Exercise description
Recast the lines below as a two-column CSV with the header columns instruction and points. Give one row for each line of wording, and put the coordinate lines that follow it in the points field. Enclose each field in double quotes and turn any line breaks into spaces.

Data items
┄┄┄┄┄┄┄┄┄┄┄┄┄┄┄┄┄┄┄┄

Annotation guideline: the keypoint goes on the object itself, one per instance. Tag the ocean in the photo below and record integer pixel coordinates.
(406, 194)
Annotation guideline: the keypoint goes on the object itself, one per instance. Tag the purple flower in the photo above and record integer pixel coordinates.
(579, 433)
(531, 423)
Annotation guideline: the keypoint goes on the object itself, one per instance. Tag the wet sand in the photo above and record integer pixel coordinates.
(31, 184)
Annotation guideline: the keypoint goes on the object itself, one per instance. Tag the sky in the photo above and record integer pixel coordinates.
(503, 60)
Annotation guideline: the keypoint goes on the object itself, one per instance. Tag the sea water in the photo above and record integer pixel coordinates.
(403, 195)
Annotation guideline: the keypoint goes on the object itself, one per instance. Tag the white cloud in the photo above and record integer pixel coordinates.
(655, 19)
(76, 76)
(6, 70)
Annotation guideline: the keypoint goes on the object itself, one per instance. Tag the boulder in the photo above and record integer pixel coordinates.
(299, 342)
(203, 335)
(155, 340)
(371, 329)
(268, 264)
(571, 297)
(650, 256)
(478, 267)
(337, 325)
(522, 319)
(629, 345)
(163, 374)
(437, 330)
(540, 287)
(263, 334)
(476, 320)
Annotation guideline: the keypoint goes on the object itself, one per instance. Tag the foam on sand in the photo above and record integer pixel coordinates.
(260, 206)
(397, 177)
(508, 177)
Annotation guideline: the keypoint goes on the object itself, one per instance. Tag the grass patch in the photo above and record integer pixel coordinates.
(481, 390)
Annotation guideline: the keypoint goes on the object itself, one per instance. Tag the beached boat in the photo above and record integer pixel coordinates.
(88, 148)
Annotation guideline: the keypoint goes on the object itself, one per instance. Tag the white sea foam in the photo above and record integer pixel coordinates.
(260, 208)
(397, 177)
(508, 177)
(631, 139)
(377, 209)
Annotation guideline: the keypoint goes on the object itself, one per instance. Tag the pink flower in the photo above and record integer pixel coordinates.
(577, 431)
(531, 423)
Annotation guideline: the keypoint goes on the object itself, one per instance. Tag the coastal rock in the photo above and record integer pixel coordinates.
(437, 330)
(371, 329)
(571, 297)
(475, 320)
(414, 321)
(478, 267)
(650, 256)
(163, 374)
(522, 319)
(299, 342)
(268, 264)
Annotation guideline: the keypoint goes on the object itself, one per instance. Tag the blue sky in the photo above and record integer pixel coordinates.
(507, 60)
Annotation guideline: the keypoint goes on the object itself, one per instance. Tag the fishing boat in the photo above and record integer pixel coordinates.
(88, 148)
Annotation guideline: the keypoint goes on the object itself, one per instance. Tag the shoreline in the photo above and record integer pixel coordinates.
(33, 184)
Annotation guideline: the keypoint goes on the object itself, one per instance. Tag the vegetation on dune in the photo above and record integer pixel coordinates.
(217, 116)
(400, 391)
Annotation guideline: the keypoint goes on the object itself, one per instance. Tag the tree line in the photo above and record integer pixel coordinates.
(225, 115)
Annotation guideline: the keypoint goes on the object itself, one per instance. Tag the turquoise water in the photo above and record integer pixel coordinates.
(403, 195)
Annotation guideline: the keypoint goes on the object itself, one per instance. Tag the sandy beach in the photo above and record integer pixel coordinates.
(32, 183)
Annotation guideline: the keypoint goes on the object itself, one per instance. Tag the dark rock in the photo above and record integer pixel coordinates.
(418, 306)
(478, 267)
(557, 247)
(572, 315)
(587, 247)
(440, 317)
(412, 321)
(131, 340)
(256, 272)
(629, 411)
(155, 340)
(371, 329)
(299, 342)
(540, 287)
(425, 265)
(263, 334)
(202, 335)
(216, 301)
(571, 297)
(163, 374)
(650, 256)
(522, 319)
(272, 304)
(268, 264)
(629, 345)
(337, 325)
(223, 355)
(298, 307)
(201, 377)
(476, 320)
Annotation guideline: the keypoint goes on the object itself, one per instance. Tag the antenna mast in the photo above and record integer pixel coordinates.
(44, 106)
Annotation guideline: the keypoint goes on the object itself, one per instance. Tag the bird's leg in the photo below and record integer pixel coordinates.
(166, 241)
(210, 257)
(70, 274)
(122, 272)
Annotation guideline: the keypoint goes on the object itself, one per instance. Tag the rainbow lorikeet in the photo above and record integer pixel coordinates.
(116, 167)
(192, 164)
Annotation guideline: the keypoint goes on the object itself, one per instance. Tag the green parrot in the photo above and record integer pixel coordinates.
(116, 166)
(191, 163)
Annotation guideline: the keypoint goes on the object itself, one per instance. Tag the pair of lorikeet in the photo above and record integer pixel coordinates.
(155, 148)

┄┄┄┄┄┄┄┄┄┄┄┄┄┄┄┄┄┄┄┄

Response for this exercise
instruction,points
"Annotation guideline: the keypoint goes on the object itself, one per instance. Tag the ocean in the photo below and record integer pixel coordinates.","(406, 194)"
"Annotation guideline: the keypoint goes on the object itself, one per instance. Tag the purple flower in the photo above and record integer pixel coordinates.","(579, 433) (531, 423)"
"Annotation guideline: the keypoint goes on the object itself, one per instance. Tag the wet sand in the photo above and record integer pixel coordinates.","(31, 184)"
"Annotation guideline: the keypoint goes on the object itself, one per instance. Tag the sky in the photo above and record integer pixel coordinates.","(503, 60)"
"Annotation guideline: the keypoint goes on the object itself, one per instance. Tag the sea water in the photo above and record integer pixel coordinates.","(403, 195)"
"Annotation guideline: the keypoint goes on the object itself, one per instance. Tag the white cloud in the photo above and record integer pixel coordinates.","(655, 19) (76, 76) (6, 70)"
"Annotation guideline: the keypoint goes on the object itself, one per instance. Tag the boulder in the photo above and record integer pixel coordinates.","(299, 342) (203, 335) (155, 340) (371, 329) (268, 264) (571, 297) (650, 256) (478, 267) (337, 325) (522, 319) (629, 345) (163, 374) (437, 330) (540, 287) (263, 334) (476, 320)"
"Annotation guideline: the keypoint goes on the object itself, one per instance. Tag the foam on sand in the photo above and record integer pixel coordinates.","(260, 206) (397, 177) (508, 177)"
"Annotation guideline: the keypoint goes on the object itself, one per instance. Tag the grass patch in the photo above and record integer pixel coordinates.","(481, 390)"
"Annotation guideline: the keypoint goes on the object itself, one per instance. Tag the beached boat in the photo above and record integer pixel coordinates.","(88, 148)"
"Annotation guideline: the keypoint goes on the object itself, one per instance. Tag the white sea foam in the photo above and record integer pixel coordinates.","(260, 208) (397, 177) (508, 177) (631, 139) (377, 209)"
"Annotation guideline: the keypoint goes on the object itself, one per instance. Tag the pink flower in the photo above and record integer pixel coordinates.","(577, 431) (531, 423)"
"Annotation guideline: the keypoint goes on the object itself, one per instance. Tag the coastal rock in the photo above and record integer pixel coordinates.","(437, 330) (371, 329) (571, 297) (475, 320) (414, 321) (478, 267) (650, 256) (163, 374) (522, 319) (299, 342) (268, 264)"
"Annotation guideline: the keypoint goes on the object itself, one per instance. Tag the blue sky in the photo above and record integer pixel coordinates.","(507, 60)"
"Annotation guideline: the keypoint goes on the object itself, one per instance. Tag the fishing boat in the photo above and record integer pixel coordinates.","(88, 148)"
"Annotation guideline: the keypoint goes on the object itself, one per instance. Tag the shoreline in the photo above and record integer pixel coordinates.","(33, 184)"
"Annotation guideline: the keypoint goes on the object itself, one per instance. Tag the vegetation on dune in the photo above and record integer pixel coordinates.","(217, 116) (400, 391)"
"Annotation guideline: the keypoint goes on the object itself, one per instance. Tag the tree line in the photo above and record integer pixel coordinates.","(225, 115)"
"Annotation guideline: the keypoint goes on the object itself, one per instance. Tag the turquoise water in the photo above and record integer pixel coordinates.","(403, 195)"
"Annotation guideline: the keypoint goes on the object itself, one per instance. Tag the sandy beach in the photo above and record integer pixel coordinates.","(32, 183)"
"Annotation guideline: the keypoint goes on the object itself, one per instance. Tag the dark rock in the photo above and record integer pixel coordinates.","(418, 306) (478, 267) (557, 247) (572, 315) (587, 247) (440, 317) (412, 321) (131, 340) (256, 272) (629, 411) (155, 340) (371, 329) (299, 342) (540, 287) (425, 265) (263, 334) (202, 335) (216, 301) (571, 297) (163, 374) (650, 256) (522, 319) (272, 304) (268, 264) (629, 345) (337, 325) (223, 355) (298, 307) (201, 377) (476, 320)"
"Annotation guideline: the keypoint goes on the object itself, one per instance. Tag the antenna mast in the photo above and record integer pixel coordinates.","(44, 106)"
"Annotation guideline: the keypoint goes on the object itself, one per instance. Tag the bird's leg in the photo below and record integer pixel coordinates.","(166, 241) (210, 257) (70, 274) (122, 272)"
"Annotation guideline: the keypoint goes on the object itself, one per instance. Tag the rainbow lorikeet in the photo above and record integer pixel coordinates.","(116, 167) (192, 164)"
"Annotation guideline: the keypoint goes on the object itself, one per instance. Tag the green parrot in the photo above and record integer pixel coordinates.","(116, 166) (191, 163)"
"Annotation guideline: the keypoint goes on the object itself, one per instance. Tag the pair of lorikeet in the photo above and record integer pixel coordinates.","(155, 148)"